As in most Latin American countries, Chile’s Indigenous People’s Law bans discrimination.
Victims of prejudice, however, argue that the law is useless since not even Santiago’s
police officers believe what an Indian says. “When you complain to a military policemen
and tell them that discrimination is against the law, they don’t even know what the
law is,” says Elba Colicoi from the district of Peñalolen. “They look at us
in amazement, laugh and tell us to ‘calm down and go home.’ But if one of us hits
a naughty child, the neighbours say Mapuches are violent people and the police believe
everything the Chileans say.”
In the Mapudungun language, “mapuche” means “people of the earth.” Until Chile gained
independence from Spain in the early 19th century, the Mapuches lived in a 100,000
square kilometre region in south-central Chile–an area as big as Portugal. Between
1866 and 1927, they were forced to live in settlements covering only 5,000 square
kilometres, barely five percent of the original area. According to the last census
in 1992, 928,000 Mapuches now live in Chile.
Restrictions on Mapuches’ property rights, lack of resources and the impoverishment
of rural communities set off a huge migration from the land. Following 135 years
of exodus–most of it forced–around half the country’s Mapuches live in and around
Santiago. If children are counted, one in 10 of Greater Santiago’s inhabitants are
from this community. Some indigenous intellectuals actually refer to the Mapuche
diaspora.
Traditional
dress unwelcome in the classroom
Although only 20 percent of Mapuches now live in the countryside, people still tend
to have a stereotypical view of them as rural peasants which, consciously or not,
makes it hard for any of them to feel like full-fledged citizens. The media compound
these prejudices with pictures of land occupations in the south and armed battles
with landowners near the villages, conveying a negative image of “poverty-stricken”
Indians.
Yet after a century of emigration, the Mapuche urban diaspora is here to stay. Over
70 urban organizations have been set up in recent years to fight for their rights
and end discrimination. In spite of this, the image of them as a rural folk still
prevails. In the city, they are “invisible people” who, as they themselves admit,
bear the stigma imposed by a society that regards them as lazy, drunk, culturally
backward and aggressive.
This hostility has made most Mapuches renounce their identity, reject their language
and change their names, all of which has caused serious psychological problems. To
survive in the city, they have to camouflage their origins and try to appear like
mere southerners or peasants. As a result, they are helping to make themselves invisible.

▸ Supplied data:
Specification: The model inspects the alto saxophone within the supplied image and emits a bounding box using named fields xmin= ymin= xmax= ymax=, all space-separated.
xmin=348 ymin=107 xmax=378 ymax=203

▸ Task:
Update the stretch of the Mapuche passage from "This hostility has" through "make themselves invisible.", putting "hide" in place of "camouflage". The listing has no connection to the Mapuche passage.

▸ Final result:
This hostility has made most Mapuches renounce their identity, reject their language
and change their names, all of which has caused serious psychological problems. To
survive in the city, they have to hide their origins and try to appear like
mere southerners or peasants. As a result, they are helping to make themselves invisible.